Reproduce the data from its beginning through the line containing "[[[177,127],[172,128],[172,133],[177,133]]]", including that line, and switch every "sedan" to "hatchback" without changing anything else.

Labeled shape records:
***
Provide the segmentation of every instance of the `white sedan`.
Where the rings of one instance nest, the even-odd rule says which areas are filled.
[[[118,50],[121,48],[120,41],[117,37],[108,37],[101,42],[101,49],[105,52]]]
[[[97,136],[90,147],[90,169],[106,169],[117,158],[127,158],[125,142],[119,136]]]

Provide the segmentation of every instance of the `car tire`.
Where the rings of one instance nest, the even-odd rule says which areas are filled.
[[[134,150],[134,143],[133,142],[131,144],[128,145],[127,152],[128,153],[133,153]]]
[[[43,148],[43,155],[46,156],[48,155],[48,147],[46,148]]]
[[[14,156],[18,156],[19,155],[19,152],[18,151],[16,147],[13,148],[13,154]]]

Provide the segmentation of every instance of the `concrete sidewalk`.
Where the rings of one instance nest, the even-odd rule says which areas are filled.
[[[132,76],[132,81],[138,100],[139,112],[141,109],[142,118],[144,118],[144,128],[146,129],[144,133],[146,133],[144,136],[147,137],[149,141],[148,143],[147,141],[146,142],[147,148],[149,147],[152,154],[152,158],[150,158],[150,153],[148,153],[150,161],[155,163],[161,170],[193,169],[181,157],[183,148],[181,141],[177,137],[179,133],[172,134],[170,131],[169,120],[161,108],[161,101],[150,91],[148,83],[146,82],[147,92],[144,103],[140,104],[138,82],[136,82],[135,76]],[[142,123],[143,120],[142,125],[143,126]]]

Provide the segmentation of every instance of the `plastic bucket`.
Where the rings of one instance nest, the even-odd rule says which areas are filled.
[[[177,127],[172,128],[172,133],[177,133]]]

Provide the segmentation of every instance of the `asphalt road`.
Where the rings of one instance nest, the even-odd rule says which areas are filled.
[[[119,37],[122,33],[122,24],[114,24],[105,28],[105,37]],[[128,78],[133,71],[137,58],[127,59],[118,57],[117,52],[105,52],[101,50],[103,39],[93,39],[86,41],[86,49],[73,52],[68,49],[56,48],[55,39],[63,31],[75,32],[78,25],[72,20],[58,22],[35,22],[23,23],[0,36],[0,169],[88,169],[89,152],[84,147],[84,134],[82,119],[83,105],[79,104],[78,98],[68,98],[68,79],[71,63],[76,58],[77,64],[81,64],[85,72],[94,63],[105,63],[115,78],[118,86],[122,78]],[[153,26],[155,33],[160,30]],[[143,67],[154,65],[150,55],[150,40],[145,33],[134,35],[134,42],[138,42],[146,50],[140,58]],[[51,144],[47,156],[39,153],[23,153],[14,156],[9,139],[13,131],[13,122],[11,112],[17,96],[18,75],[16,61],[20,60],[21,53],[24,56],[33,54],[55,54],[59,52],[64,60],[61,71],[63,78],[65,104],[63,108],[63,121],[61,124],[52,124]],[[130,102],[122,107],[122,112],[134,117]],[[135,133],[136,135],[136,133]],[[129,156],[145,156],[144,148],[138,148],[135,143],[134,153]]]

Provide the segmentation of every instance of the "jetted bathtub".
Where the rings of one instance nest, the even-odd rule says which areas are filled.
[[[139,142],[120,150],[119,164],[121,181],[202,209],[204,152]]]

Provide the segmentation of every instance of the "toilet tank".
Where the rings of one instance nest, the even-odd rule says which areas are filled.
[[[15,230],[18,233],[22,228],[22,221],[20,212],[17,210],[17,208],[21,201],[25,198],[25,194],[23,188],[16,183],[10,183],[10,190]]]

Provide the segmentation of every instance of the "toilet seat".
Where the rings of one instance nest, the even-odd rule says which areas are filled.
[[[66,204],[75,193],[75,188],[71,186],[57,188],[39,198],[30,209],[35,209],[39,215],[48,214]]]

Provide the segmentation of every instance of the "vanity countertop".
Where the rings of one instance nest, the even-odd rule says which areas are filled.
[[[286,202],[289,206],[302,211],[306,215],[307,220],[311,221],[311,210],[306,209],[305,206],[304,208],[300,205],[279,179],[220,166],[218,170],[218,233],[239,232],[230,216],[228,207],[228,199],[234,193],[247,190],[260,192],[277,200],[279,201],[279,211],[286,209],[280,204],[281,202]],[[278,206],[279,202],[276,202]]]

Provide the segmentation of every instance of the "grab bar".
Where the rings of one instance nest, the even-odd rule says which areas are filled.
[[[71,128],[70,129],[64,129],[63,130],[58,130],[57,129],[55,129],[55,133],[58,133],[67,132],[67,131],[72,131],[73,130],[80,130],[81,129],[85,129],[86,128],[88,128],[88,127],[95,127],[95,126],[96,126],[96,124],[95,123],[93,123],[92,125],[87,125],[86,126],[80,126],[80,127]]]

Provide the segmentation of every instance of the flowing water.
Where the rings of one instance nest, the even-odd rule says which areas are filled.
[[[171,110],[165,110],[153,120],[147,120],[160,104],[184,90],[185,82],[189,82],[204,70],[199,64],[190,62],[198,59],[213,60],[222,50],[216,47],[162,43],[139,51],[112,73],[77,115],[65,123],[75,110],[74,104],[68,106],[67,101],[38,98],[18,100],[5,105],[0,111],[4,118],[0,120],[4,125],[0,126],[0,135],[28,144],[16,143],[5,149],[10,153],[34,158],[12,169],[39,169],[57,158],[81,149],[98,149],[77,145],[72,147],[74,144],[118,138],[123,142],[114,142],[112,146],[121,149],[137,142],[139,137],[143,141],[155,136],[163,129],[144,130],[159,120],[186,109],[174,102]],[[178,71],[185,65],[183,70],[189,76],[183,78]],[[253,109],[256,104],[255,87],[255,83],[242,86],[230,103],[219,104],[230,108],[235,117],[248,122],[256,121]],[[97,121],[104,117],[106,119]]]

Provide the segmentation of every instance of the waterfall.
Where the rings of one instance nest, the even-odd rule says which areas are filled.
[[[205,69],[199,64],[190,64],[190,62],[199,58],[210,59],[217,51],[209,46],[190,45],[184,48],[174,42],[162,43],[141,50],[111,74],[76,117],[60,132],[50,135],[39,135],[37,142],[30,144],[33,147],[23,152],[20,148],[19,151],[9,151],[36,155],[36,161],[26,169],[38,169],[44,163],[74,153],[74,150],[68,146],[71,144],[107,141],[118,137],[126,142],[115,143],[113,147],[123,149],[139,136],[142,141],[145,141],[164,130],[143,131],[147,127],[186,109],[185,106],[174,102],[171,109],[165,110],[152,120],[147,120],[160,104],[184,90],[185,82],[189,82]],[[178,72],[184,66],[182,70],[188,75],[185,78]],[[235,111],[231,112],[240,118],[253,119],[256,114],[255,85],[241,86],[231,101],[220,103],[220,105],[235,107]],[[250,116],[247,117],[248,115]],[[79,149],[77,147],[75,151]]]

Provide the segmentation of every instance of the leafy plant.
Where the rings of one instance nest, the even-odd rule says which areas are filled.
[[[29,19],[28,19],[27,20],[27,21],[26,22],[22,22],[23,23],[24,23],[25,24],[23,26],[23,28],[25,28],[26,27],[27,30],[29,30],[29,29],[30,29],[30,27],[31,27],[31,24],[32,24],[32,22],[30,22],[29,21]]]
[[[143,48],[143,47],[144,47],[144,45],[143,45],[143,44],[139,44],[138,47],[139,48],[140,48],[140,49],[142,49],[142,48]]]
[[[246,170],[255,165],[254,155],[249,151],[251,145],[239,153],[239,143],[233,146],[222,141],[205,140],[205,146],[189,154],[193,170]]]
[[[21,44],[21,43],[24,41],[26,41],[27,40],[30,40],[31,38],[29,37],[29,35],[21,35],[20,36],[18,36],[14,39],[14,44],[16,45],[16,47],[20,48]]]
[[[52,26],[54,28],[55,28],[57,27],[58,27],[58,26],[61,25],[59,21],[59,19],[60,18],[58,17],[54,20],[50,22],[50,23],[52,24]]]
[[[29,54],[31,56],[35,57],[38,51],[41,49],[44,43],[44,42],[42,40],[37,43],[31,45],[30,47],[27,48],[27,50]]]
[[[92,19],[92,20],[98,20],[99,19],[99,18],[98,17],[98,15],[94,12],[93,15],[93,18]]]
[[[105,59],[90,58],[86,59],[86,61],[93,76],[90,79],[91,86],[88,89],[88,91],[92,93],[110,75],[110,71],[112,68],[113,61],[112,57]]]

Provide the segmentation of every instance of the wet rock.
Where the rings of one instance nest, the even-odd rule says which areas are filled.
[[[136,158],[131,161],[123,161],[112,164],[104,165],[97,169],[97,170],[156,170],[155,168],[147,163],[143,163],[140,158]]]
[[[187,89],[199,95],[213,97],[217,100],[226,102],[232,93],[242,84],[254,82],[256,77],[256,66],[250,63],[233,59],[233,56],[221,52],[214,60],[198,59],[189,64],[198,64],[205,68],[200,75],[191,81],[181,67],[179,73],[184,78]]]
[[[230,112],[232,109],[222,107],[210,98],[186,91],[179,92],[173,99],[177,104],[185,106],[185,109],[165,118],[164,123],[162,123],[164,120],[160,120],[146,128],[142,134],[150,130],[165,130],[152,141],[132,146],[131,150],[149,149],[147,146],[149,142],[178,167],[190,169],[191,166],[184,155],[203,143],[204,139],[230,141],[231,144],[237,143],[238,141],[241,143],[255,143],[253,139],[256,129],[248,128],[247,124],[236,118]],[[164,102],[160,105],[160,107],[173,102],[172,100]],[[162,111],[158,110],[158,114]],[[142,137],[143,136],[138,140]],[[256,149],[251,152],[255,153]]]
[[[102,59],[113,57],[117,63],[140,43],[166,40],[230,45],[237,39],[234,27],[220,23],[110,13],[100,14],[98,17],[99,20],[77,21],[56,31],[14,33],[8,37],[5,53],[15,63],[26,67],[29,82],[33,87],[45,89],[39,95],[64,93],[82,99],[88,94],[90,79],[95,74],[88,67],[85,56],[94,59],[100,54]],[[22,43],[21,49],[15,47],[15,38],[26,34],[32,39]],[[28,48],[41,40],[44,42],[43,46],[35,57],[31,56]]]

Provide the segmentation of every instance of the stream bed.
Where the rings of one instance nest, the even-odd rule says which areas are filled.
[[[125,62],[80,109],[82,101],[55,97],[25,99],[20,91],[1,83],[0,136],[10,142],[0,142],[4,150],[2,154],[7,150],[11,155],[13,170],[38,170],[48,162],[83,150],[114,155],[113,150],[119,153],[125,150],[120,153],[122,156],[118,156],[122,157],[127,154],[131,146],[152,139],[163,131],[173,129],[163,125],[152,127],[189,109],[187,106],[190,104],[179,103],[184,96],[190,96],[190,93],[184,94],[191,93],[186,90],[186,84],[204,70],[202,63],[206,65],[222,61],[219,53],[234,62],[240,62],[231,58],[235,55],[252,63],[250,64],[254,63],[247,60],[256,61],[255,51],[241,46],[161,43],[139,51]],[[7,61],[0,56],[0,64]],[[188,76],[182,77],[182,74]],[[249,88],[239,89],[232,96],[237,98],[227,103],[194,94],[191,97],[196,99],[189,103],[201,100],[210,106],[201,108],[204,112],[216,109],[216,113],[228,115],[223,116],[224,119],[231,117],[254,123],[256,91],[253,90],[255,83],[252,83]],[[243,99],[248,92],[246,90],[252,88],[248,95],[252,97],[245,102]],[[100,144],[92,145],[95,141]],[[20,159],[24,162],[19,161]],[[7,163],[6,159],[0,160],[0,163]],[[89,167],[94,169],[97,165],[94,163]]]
***
_Solution_
Provide the segmentation of every instance of the `white hatchback`.
Where the rings of one instance nest, the even-odd rule says which areas are filled.
[[[118,50],[121,48],[120,41],[117,37],[108,37],[101,42],[101,49],[105,52]]]
[[[97,136],[90,147],[90,169],[106,169],[117,158],[127,158],[125,142],[119,136]]]

Provide the segmentation of every instance of the `car tire`.
Where the rings of one instance nest, the even-odd rule says which areas are filled.
[[[134,150],[134,143],[133,142],[131,144],[128,145],[127,152],[128,153],[133,153]]]
[[[43,148],[43,155],[46,156],[48,155],[48,147],[46,148]]]
[[[14,156],[18,156],[19,155],[19,152],[18,151],[16,147],[13,148],[13,154]]]

Provide the segmentation of every instance of the `concrete sidewalk`.
Where the rings of one instance nest, the even-odd rule says which areas are filled.
[[[132,76],[132,81],[138,100],[139,112],[141,109],[142,118],[144,118],[144,128],[146,129],[144,133],[146,133],[144,136],[147,137],[149,141],[148,143],[147,141],[146,142],[147,148],[149,147],[152,154],[152,158],[150,158],[150,153],[148,153],[150,161],[155,163],[161,170],[193,169],[181,157],[183,148],[181,141],[177,137],[179,133],[172,134],[170,131],[169,120],[161,108],[161,101],[150,91],[148,83],[146,82],[147,92],[144,103],[140,104],[138,82],[136,82],[135,76]],[[142,123],[143,120],[142,125],[143,126]]]

Provide the segmentation of every instance of the `plastic bucket`.
Where the rings of one instance nest, the even-odd rule says which areas are filled.
[[[177,127],[172,128],[172,133],[177,133]]]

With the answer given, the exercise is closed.